§ **What is being asked**
Repeat each entry as written and leave the images out of the copy.

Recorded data

** Start **

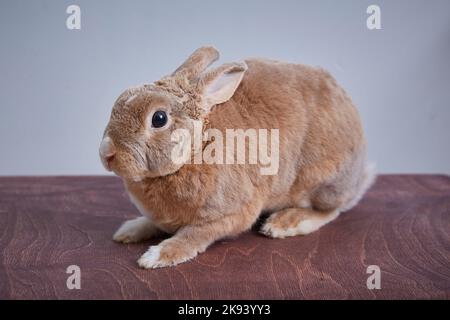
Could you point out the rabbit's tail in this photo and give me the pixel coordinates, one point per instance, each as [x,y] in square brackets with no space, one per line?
[367,180]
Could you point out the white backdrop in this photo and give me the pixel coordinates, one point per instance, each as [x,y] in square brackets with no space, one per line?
[57,86]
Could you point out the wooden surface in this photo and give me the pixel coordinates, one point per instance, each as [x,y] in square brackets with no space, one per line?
[46,224]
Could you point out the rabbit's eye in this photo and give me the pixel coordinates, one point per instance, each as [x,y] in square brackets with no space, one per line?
[159,119]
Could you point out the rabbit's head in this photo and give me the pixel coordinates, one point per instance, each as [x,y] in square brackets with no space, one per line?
[138,141]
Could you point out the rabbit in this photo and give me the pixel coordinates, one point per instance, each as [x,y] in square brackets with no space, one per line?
[323,168]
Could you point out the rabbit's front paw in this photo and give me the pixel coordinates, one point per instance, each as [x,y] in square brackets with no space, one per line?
[165,255]
[135,230]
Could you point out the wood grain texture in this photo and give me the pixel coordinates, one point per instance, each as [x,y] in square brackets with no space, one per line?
[48,223]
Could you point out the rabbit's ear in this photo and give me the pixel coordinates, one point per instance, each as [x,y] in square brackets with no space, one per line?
[218,85]
[197,62]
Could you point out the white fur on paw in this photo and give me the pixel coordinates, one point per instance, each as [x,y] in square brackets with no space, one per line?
[150,259]
[304,227]
[133,231]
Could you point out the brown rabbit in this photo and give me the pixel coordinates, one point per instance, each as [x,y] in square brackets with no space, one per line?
[322,168]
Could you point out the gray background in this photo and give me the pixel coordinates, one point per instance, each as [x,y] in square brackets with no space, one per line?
[57,86]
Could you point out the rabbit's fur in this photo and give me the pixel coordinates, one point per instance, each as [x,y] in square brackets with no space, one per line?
[322,167]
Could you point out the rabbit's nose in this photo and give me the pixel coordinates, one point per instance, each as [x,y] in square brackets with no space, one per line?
[107,152]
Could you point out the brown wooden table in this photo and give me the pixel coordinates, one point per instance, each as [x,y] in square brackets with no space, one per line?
[48,223]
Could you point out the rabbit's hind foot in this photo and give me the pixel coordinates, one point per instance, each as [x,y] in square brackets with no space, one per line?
[296,221]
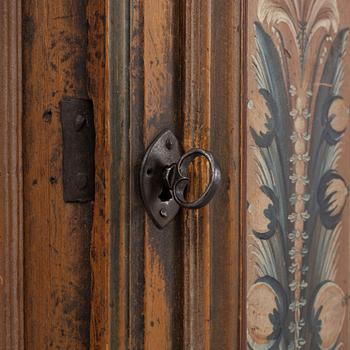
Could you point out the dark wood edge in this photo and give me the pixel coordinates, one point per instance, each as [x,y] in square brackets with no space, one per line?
[243,177]
[11,202]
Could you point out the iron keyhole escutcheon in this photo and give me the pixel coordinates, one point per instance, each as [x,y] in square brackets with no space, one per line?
[164,178]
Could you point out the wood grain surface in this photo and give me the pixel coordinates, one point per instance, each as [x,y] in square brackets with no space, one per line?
[57,274]
[11,201]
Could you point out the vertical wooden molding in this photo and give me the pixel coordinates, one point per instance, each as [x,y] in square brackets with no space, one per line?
[11,213]
[197,113]
[211,107]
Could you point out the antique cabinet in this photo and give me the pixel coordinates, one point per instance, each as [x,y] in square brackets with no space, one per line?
[261,84]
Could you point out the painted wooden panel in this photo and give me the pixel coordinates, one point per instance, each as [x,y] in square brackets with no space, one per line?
[297,230]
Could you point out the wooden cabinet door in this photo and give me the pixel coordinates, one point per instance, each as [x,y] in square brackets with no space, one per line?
[263,85]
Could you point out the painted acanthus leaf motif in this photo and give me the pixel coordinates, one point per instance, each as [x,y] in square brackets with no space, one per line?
[296,212]
[304,18]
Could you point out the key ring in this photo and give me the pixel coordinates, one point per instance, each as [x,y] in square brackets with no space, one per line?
[182,181]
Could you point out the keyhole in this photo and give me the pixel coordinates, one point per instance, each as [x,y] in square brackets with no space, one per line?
[165,195]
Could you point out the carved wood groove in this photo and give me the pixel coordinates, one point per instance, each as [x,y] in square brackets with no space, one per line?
[11,201]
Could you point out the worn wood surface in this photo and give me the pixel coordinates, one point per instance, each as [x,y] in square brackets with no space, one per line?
[100,257]
[102,275]
[211,103]
[57,280]
[11,201]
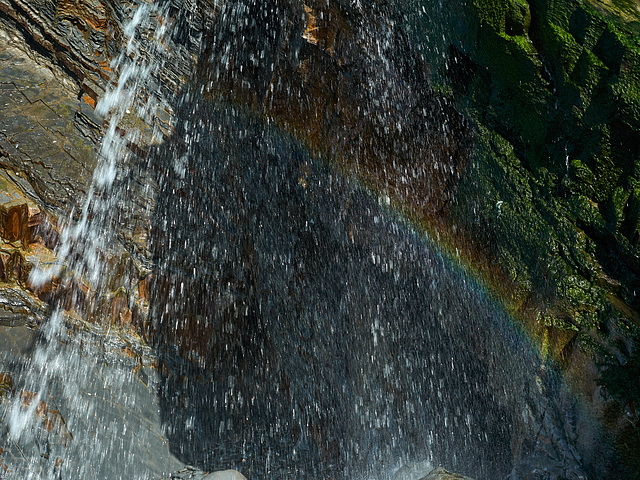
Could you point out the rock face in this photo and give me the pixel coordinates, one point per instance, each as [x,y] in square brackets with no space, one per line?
[442,474]
[515,137]
[551,194]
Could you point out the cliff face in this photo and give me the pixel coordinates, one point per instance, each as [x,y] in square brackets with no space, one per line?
[551,194]
[508,129]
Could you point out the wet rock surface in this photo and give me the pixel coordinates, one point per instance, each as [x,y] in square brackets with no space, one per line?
[304,246]
[112,394]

** End **

§ **The solution**
Could you point out the rabbit's tail in this photo and give me the pixel coordinates, one point per instance, each as [x,y] in square brackets with no space, one per line?
[367,180]
Could you point out the white backdrop in this photo and give me the pixel coordinates, one point per instance, each as [x,y] in square brackets with no space, one per line?
[57,86]
Could you point out the wooden surface in this photo and give me the pixel coordinates, one point per instance, each as [x,y] in square brackets with no space, one per line?
[46,224]
Could you point out the rabbit's eye in this photo and give me the pixel coordinates, one point per instance, each as [x,y] in square brackets with no space, one per line?
[159,119]
Could you point out the rabbit's head in this photo and give me the pixel coordinates, one point per instance, each as [x,y] in square brackets with no space, one per line?
[138,141]
Could you point out the rabbit in this photo and give me the pixel coordinates, one point per instance, each as [x,y] in square brackets with no space, one per line?
[323,168]
Could you point out the rabbit's front paw in this photo and give me the pixel coordinates, one point per instance, each as [x,y] in square brackets with no space, one per line?
[165,255]
[135,230]
Could you point out the wood grain texture in this photo and give me the pixel coordinates, one point per instance, each as [x,y] in square brackets with no space, one per line?
[48,223]
Could you point out the rabbit's ear in this photo and give me the pixel coordinates, one point per instance, each as [x,y] in square brackets with no space, one per line?
[218,85]
[197,62]
Could you point out the white fur on paw in this photo and give me the pixel coordinates, one point per instance, each as [x,y] in square brackets with no space, one per line?
[150,259]
[304,227]
[133,231]
Could you point out the brown rabbit in this photo and give me the pixel coordinates, one point per instance, each as [x,y] in square brackets with no space, one per line?
[322,168]
Could you point out the gray background in this photo and give me the pixel coordinates, one point per instance, each as [x,y] in square brackets with no space, one per line?
[57,86]
Could you point out the rabbit's fur in this photo and give me the pixel coordinates, one point per instance, each as [x,y] in square brackets with no space, one per line?
[322,167]
Could you point out the rabbit's nose in this photo and give me the pixel coordinates, one point per instance, each as [x,y] in square brackets with no space, one per line?
[107,152]
Could you point out the brown wooden table in this photo and give me the pixel coordinates, one point per instance, each as [x,y] in square brackets with no space, one per line?
[48,223]
Could you point out the rabbit's hind foot in this photo and give me the pixel coordinates, one point per instance, each as [x,y] in square brackets with no space, one per line?
[296,221]
Could you point out the dark wood edge in this photo and give me the pixel coordinates, one point per instance, each as [x,y] in square brackets with no space, one per line?
[243,177]
[11,202]
Could you point out the iron keyhole escutcheon in this photo and give me the pixel coordinates, one point per instance, each as [x,y] in square brackets with no space, one per line?
[164,178]
Could you point out the wood grain surface in this photo and give me the pixel coordinates, one point per instance, each as [x,y] in square brackets with no space, one per line?
[57,274]
[11,201]
Could you point out the vertical wooden molding in this photo and give me the pixel coordinates, one point per instance, each as [x,y] in square brackets with no space, one per line?
[11,213]
[197,113]
[211,107]
Could you point out the antique cabinet in this photo and give me the pixel coordinates, one point per instance, each as [x,y] in square brackets with no space, one per line?
[261,84]
Could you point out the painted wooden panel in this photo and give me the pixel coordinates, one point per instance, each as [x,y] in square brackets with no space, one per line?
[297,230]
Could you point out the wooden cabinet door in this photo and give me the pixel coordinates, one point per instance, each as [x,y] in square brackets with no space, one per line?
[263,85]
Could you point out the painted acanthus leaf motif in this photo and give me the pixel coordinates, one point per instance, each as [x,y] in square brackets with no space, one per line?
[296,212]
[304,18]
Could you point out the key ring in this photo and give me the pixel coordinates, one point per instance, each as [x,y] in square brackets with no space, one per line?
[182,181]
Could you point out the keyhole in this photo and give me the pixel coordinates, one point per instance, each as [x,y] in square brackets with no space, one per line?
[165,195]
Could you point out the carved wood groove in this photo and give me the pixel coordinates, one point per instance, each as [x,y] in square brackets with no space, one per line?
[11,201]
Could you point out the worn wood surface in this photo and give me the pixel coordinates, one point per instance, each as [x,y] in square brackets with no space, one per line?
[100,257]
[102,275]
[211,103]
[57,280]
[11,201]
Could you point out the rock face in this photo and give me the pixel coordinates, one point per instance, each as [x,y] in square brackets with no space, one per line?
[442,474]
[515,137]
[551,194]
Could you point out the cliff face in this photo and give me the pixel coordinates, one point per instance, each as [x,y] in square brackets with no space, one per line?
[551,194]
[508,129]
Could you point out the wet rock surface in this photo and give me the pixel coordinates, one point per instance, each as [x,y] in square brackets with no space, one per line?
[304,246]
[112,394]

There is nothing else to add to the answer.